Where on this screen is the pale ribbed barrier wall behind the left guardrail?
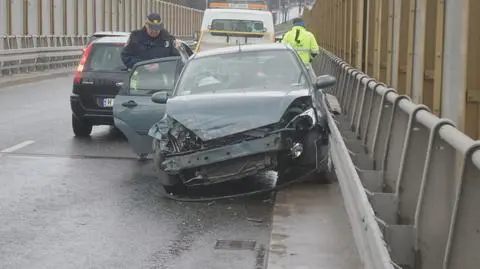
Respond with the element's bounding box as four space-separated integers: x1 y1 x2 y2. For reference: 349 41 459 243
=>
0 0 203 36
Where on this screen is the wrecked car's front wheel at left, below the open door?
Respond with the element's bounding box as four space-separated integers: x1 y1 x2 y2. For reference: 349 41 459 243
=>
153 140 186 195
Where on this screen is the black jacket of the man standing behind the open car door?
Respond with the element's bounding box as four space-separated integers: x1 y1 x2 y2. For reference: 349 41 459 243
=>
122 27 180 68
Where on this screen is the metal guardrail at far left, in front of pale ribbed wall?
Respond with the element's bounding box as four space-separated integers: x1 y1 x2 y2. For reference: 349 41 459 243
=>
0 36 87 76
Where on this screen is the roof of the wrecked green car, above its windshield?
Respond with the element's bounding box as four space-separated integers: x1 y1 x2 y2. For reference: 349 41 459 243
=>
193 43 293 59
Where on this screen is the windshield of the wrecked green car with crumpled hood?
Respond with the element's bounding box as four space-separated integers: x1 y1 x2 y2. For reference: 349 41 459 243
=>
176 50 307 95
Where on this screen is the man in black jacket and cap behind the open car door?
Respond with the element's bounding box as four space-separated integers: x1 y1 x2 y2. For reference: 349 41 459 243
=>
122 13 180 69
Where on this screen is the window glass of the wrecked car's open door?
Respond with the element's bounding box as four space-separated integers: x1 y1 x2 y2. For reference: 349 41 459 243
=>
130 61 177 96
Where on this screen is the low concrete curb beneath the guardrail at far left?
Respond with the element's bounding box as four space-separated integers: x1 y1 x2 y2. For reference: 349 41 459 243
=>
0 69 74 89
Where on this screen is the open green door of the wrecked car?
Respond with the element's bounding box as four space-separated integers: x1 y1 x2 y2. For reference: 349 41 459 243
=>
113 57 184 159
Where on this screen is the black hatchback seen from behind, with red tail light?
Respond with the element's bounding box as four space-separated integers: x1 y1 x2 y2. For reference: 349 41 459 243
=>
70 35 193 137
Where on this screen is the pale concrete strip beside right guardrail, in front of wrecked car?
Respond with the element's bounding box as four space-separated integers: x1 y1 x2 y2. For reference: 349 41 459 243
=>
267 183 361 269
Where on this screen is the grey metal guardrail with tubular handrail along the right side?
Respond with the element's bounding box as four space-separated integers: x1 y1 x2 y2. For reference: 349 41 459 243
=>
314 50 480 269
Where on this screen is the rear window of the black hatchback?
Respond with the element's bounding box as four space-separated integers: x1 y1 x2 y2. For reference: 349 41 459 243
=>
84 44 126 71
════
Your copy should be the entries retyped exactly, with no images in it.

Where on this screen is the pale ribbed barrier wall behind the left guardrail?
Respond with the element's bounding box as four space-separated integers: x1 y1 x2 y2. For reference: 349 41 459 243
=>
0 0 203 36
Where on this screen is the wrecked car's front wheel at left, below the open door?
Respond with the element's bounding box as four space-separated integers: x1 y1 x2 y2. For reference: 349 41 459 243
=>
153 140 186 195
Where on this screen is the black jacket of the man standing behind the open car door?
Respond with the element's bounding box as four space-separated integers: x1 y1 x2 y2. For reference: 349 41 459 243
=>
122 27 180 68
Where on this screen is the metal guardrail at far left, in front of pale ribbed wall?
Respond with the element's bounding box as four space-separated integers: x1 y1 x2 y2. For reference: 349 41 459 243
=>
0 36 87 76
Where on this screen is the roof of the wrecked green car, above its windshield?
Respond with the element's bounding box as four space-separated integers: x1 y1 x2 y2. For reference: 349 41 459 243
=>
193 43 293 59
Where on this screen is the windshield of the wrecked green car with crumpled hood?
Respond with the element's bounding box as four space-separated integers: x1 y1 x2 y2. For reference: 349 41 459 243
=>
176 50 307 95
Where on this screen is the man in black jacket and cap behind the open car door?
Respond with the element's bounding box as four space-separated integers: x1 y1 x2 y2. For reference: 349 41 459 243
=>
122 13 180 69
Where on this screen is the window glass of the wrecked car's open door?
Respond with the element's bounding box as four space-separated integers: x1 y1 x2 y2. For reference: 349 41 459 243
=>
130 61 177 96
Where on this screen is the low concrete curb beneath the guardrail at far left?
Respond with the element's bounding box as four space-separated integers: x1 y1 x2 y2. For reference: 349 41 459 243
=>
0 69 74 89
Where on this screen is the open green door of the wrecked car?
Respond with the element's bounding box as four space-separated integers: x1 y1 x2 y2. For reference: 349 41 459 243
=>
113 57 184 159
Where on this screen is the black hatchback seen from behind, with red tail light?
Respond with the element's bounding box as four space-separated integers: x1 y1 x2 y2. For reference: 349 41 459 243
=>
70 35 193 137
Where on this screen is the pale concrete strip beside right guardrail, in front of wrecked car?
Respond with the element's bounding box as four space-separated integers: x1 y1 x2 y2. For reference: 349 41 459 243
=>
267 183 361 269
Where on this screen is the grey metal guardrail with tubular handrail along the right side?
Respond with the element's bounding box as four space-separated integers: x1 y1 x2 y2. For reference: 349 41 459 243
=>
314 50 480 269
Where on this screen is the rear window of the black hatchback?
Respond with the element's bounding box as four space-separated integers: x1 y1 x2 y2. For reference: 349 41 459 243
=>
84 44 126 71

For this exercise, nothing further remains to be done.